Instructions to follow: Report only the number of lines in this material that include "object".

Data for analysis:
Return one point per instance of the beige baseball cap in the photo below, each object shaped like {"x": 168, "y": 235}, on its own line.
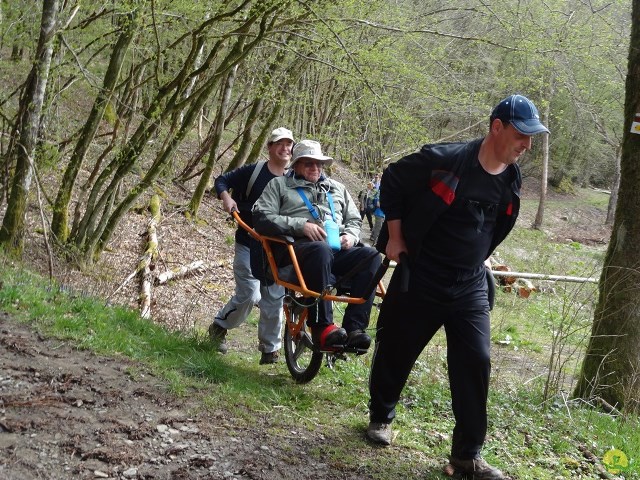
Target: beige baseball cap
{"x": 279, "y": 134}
---
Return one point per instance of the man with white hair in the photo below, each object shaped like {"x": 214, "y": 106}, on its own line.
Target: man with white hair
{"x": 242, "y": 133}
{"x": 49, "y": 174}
---
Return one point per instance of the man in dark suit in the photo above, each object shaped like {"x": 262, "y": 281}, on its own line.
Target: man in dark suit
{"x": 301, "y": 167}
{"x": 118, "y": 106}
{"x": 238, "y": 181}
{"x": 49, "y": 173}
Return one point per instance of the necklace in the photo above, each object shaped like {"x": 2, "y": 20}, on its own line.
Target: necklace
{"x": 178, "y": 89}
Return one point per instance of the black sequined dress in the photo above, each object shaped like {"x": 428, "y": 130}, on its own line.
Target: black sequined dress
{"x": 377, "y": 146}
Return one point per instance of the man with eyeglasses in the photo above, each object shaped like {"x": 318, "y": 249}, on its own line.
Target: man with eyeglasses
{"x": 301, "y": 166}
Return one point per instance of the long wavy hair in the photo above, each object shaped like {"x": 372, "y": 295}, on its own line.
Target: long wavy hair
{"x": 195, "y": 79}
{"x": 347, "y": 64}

The completed task: 7